Transcribe the lines below verbatim, starting at the line that contains "white wall of" and ending at the line that contains "point(50, 296)", both included.

────────────────────────────────────────

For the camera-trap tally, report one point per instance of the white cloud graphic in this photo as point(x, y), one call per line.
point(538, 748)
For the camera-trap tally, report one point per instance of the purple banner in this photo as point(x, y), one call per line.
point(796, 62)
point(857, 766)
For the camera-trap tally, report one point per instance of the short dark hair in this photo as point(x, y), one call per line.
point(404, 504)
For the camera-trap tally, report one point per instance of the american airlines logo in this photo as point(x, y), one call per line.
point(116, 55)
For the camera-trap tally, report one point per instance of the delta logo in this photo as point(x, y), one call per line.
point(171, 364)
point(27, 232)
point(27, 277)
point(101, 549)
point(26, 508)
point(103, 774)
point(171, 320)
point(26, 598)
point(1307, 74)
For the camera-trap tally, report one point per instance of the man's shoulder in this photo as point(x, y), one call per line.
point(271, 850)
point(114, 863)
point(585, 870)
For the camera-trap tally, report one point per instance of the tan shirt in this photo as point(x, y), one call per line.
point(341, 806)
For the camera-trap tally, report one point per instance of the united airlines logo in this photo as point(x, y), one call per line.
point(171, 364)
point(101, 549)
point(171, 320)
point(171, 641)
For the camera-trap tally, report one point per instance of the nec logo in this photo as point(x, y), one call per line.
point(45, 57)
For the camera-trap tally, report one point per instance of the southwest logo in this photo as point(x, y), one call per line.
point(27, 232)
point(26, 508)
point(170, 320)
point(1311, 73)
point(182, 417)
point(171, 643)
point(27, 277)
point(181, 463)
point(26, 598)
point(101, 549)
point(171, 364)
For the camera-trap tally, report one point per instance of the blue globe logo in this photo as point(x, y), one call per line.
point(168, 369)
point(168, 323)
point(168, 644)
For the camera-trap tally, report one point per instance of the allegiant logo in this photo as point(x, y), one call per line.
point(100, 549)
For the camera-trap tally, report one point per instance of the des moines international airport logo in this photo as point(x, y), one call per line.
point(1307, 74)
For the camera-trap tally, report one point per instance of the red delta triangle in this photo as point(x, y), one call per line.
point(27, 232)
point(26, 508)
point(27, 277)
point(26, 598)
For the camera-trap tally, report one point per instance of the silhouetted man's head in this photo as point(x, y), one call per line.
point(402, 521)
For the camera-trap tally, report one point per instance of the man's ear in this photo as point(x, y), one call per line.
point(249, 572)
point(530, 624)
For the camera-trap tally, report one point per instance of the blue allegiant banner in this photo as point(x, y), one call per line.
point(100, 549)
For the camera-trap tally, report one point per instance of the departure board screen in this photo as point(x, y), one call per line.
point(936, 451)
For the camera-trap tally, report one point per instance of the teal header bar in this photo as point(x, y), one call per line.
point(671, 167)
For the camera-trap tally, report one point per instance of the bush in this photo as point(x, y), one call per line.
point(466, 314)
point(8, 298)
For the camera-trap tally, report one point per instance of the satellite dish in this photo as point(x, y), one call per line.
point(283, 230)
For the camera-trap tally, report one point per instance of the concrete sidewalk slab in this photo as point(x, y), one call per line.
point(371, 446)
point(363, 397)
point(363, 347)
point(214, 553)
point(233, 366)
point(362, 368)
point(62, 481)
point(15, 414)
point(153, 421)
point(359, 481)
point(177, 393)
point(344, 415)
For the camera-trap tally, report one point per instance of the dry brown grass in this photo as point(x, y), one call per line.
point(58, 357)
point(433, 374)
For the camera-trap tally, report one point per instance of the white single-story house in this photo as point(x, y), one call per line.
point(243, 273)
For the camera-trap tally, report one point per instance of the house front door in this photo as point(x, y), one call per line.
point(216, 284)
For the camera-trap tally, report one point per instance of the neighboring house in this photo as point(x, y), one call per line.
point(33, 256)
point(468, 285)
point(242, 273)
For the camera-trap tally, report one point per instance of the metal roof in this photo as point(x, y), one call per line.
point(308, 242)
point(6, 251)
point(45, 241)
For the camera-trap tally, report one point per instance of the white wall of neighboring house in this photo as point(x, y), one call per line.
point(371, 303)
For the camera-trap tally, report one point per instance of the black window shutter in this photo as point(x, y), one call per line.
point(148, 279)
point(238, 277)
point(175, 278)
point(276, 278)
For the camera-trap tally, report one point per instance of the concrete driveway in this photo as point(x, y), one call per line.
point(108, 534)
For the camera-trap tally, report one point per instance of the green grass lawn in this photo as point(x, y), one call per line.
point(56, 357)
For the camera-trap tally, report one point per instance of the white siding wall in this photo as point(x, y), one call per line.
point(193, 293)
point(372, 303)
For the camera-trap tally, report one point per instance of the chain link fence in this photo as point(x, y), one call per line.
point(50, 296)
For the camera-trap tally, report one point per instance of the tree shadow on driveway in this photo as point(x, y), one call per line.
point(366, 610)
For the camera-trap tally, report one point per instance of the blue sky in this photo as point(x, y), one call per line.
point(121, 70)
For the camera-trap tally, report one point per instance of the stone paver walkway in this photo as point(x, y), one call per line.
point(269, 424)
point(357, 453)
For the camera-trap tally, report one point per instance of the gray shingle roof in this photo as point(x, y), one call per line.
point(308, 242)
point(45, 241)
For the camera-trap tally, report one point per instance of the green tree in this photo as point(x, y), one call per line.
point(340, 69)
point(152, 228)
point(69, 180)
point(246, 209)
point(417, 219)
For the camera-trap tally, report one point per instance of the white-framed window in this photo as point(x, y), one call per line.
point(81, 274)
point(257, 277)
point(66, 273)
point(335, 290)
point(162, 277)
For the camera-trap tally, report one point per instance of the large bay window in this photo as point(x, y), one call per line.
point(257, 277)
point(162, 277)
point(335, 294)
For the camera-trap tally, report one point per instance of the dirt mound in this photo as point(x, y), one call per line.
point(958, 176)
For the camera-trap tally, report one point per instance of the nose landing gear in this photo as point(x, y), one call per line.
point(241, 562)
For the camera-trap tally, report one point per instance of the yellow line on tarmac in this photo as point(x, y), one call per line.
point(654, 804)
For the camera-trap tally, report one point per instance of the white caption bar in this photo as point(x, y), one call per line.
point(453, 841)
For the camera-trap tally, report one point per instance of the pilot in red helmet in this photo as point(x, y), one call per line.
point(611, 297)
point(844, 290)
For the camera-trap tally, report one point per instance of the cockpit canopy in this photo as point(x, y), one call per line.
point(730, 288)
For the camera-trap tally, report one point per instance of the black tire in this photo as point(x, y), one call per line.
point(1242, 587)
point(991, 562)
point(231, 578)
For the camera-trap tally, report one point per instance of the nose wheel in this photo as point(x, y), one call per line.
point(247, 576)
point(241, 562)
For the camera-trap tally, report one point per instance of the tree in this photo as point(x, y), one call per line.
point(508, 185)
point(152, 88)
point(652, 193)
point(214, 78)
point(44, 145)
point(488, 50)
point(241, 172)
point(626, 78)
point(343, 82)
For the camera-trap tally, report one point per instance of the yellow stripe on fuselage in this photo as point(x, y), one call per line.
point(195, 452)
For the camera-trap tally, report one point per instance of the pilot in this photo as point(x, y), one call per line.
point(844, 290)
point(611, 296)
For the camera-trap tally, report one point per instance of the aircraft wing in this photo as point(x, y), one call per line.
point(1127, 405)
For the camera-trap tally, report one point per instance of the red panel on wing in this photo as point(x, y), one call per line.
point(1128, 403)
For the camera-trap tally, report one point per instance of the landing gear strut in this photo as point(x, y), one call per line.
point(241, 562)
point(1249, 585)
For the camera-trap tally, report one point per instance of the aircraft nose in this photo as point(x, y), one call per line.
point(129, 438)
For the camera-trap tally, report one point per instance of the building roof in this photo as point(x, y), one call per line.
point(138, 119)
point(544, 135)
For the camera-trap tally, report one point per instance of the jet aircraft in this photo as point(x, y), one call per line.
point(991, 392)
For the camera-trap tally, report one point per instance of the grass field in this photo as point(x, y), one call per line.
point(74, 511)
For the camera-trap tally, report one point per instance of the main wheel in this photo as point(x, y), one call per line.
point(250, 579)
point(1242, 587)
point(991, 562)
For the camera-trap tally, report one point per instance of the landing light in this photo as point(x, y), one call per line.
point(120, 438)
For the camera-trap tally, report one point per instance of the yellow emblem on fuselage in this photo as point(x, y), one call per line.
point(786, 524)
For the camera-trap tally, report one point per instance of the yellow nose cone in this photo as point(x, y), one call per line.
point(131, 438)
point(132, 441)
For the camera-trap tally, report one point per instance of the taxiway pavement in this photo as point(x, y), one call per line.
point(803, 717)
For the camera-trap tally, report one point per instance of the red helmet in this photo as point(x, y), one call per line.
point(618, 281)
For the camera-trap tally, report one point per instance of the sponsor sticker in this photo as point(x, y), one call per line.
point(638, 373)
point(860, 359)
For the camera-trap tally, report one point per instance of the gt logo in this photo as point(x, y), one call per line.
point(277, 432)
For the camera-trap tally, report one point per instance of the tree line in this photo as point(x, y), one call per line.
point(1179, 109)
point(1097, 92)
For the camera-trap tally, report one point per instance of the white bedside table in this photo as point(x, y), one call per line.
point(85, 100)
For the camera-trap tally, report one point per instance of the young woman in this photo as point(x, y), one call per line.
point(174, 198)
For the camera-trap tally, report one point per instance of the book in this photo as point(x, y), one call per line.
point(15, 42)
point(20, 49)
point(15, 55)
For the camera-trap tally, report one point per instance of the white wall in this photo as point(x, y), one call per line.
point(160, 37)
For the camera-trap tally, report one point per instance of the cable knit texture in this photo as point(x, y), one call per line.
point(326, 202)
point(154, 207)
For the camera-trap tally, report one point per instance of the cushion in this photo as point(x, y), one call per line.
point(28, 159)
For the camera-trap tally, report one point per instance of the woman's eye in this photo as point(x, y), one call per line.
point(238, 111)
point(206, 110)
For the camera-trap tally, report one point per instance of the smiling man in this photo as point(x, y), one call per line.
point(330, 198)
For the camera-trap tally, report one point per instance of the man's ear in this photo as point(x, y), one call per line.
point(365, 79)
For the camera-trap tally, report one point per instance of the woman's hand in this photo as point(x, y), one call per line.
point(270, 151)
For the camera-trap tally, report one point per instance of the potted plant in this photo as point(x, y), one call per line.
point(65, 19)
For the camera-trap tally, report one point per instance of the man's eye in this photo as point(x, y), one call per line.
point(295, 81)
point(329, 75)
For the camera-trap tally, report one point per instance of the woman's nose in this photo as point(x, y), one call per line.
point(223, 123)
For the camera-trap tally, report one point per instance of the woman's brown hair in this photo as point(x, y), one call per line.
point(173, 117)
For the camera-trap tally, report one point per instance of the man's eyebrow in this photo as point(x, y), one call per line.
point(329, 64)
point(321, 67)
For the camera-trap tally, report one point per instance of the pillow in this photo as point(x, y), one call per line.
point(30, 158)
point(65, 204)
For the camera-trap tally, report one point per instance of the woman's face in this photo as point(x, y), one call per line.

────────────────────────────────────────

**The answer:**
For the camera-trap tally, report one point per instance of the white wall of neighboring house in this photo as point(x, y), one call per line.
point(371, 303)
For the camera-trap tally, report one point per instance of the black window shutter in this photo as point(x, y), one call per line.
point(148, 279)
point(238, 277)
point(175, 278)
point(276, 278)
For the camera-trap tally, report one point per instance of the concrete driveway in this photo as point(x, y), one call per line.
point(108, 534)
For the camera-trap tally, report one point per instance of the green grass lawn in this photo as point(x, y), one call per line.
point(56, 357)
For the camera-trap tally, report one point per instance of the white siding wall in this photo as point(x, y), one call per line.
point(193, 293)
point(372, 303)
For the camera-trap tally, report one point per instance of the chain link fence in this photo as point(x, y), one call per line.
point(50, 296)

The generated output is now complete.